§ Brief: Search the data for the word "brown". Reproduce every line where it is found.

===

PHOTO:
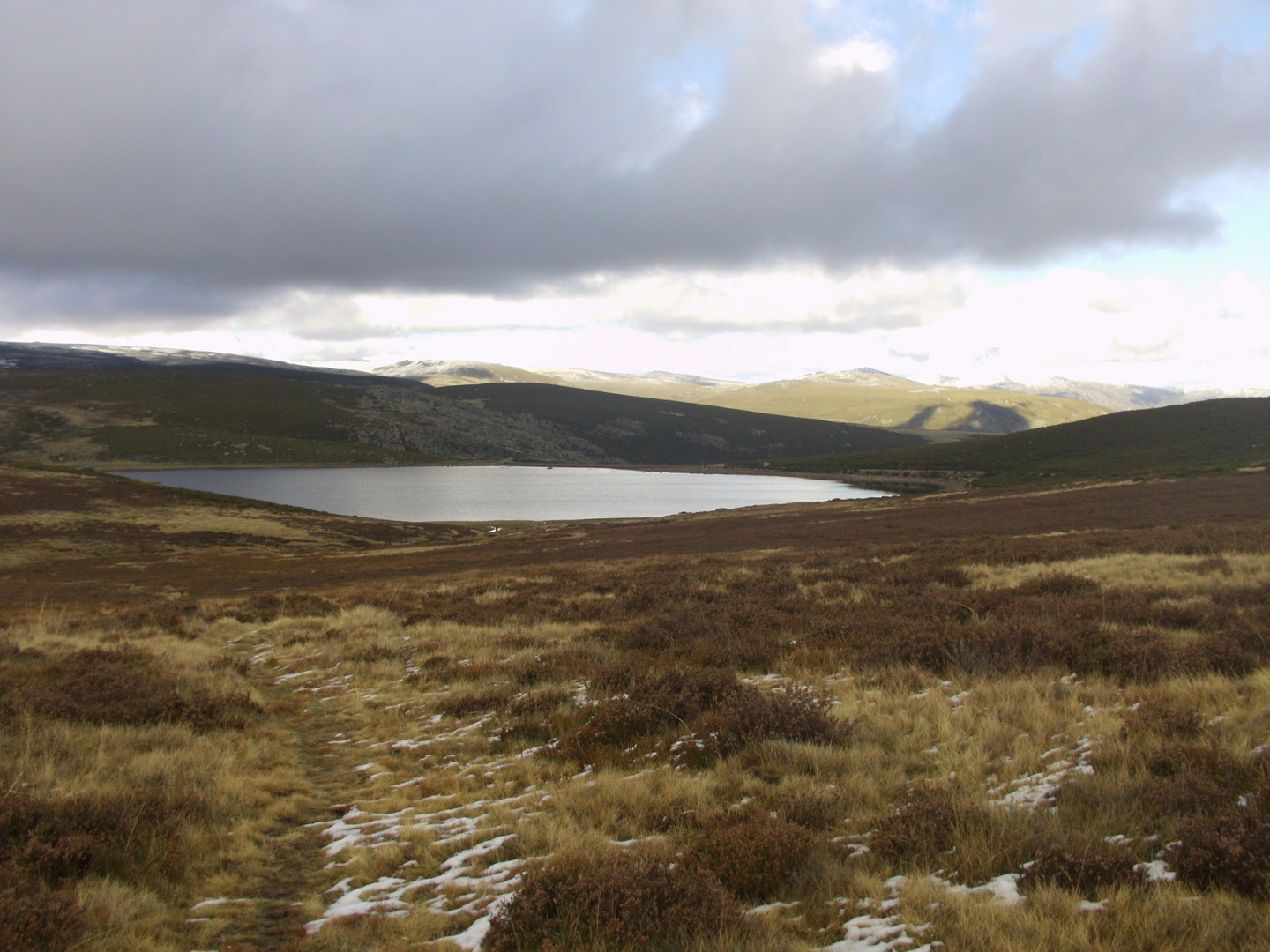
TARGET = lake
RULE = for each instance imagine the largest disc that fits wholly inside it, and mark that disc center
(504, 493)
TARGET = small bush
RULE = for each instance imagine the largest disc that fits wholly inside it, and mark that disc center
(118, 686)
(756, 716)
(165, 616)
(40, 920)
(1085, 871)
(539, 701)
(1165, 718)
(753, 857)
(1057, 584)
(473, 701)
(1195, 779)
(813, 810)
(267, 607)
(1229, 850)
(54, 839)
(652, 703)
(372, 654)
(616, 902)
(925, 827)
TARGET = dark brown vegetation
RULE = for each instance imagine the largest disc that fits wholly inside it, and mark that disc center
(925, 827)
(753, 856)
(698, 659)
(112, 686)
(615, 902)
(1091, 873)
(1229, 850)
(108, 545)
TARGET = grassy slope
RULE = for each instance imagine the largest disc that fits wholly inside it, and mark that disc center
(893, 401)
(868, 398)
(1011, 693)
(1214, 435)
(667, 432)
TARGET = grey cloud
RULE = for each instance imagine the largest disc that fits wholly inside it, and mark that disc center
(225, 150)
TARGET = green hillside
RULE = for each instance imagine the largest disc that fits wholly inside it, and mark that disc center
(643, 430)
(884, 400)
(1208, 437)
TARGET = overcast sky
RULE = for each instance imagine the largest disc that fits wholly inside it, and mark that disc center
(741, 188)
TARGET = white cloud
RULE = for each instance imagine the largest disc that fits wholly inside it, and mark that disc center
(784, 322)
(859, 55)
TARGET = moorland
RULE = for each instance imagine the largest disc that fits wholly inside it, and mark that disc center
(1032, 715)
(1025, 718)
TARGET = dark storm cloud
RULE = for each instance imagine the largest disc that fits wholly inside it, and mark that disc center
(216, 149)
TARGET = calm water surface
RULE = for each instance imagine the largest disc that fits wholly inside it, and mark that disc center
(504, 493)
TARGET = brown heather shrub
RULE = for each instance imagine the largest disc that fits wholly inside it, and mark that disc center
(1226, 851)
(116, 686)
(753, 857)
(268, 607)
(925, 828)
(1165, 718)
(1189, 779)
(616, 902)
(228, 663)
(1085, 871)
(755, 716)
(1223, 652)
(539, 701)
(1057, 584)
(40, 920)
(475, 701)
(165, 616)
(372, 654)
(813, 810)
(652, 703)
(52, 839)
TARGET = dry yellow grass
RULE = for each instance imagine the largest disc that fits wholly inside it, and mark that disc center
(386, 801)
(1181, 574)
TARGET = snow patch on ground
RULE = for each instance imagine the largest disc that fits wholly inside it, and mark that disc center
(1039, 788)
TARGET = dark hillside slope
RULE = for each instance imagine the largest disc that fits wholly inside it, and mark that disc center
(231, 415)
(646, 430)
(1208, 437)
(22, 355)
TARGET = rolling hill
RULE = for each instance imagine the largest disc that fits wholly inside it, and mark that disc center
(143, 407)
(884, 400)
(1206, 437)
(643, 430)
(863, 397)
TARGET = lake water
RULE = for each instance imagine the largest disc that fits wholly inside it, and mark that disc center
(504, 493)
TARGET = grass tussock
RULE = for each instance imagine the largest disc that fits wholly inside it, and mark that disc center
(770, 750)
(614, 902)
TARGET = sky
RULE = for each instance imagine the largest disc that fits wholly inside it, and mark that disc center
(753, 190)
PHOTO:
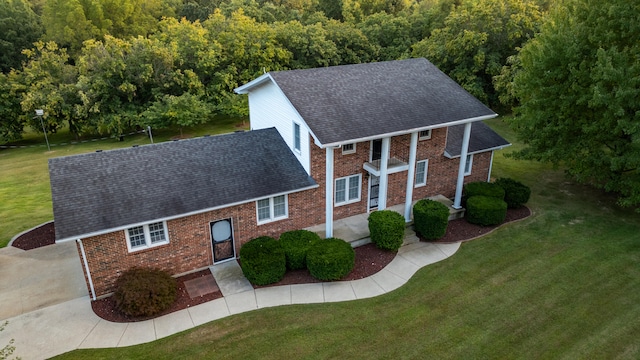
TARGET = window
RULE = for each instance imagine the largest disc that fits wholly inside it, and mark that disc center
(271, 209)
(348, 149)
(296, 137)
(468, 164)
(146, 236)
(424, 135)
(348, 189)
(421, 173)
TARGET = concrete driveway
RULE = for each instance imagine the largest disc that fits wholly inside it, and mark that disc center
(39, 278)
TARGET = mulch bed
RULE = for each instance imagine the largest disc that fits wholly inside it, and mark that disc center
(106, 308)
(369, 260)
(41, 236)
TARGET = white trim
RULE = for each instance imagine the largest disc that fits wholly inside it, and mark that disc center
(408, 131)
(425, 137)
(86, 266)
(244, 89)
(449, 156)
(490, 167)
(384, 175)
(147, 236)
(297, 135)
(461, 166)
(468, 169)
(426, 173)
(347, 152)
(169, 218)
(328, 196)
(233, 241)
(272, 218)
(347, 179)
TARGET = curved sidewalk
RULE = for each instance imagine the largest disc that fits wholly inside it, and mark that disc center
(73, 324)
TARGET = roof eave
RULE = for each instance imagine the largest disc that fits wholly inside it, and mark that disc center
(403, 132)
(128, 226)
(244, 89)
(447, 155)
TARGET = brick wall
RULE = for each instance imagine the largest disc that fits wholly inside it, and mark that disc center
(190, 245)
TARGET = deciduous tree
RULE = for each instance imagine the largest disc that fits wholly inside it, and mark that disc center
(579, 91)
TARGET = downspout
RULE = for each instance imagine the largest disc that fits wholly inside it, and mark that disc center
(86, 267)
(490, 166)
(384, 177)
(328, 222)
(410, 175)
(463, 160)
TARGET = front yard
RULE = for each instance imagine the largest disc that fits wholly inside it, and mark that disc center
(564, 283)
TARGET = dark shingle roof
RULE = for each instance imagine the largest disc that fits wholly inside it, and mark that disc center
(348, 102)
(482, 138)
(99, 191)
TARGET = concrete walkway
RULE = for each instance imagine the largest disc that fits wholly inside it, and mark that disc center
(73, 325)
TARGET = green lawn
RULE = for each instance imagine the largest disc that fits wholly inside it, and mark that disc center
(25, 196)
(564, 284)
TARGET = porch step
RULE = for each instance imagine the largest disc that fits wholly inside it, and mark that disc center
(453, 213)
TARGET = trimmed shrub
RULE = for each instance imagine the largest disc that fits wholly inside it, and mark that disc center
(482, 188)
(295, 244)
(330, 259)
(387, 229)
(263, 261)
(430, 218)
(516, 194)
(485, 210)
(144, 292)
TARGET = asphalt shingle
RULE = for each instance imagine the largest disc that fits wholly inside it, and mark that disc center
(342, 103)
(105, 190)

===

§ Response to this exercise:
TARGET = dark brown vegetation
TARGET = brown heather shrub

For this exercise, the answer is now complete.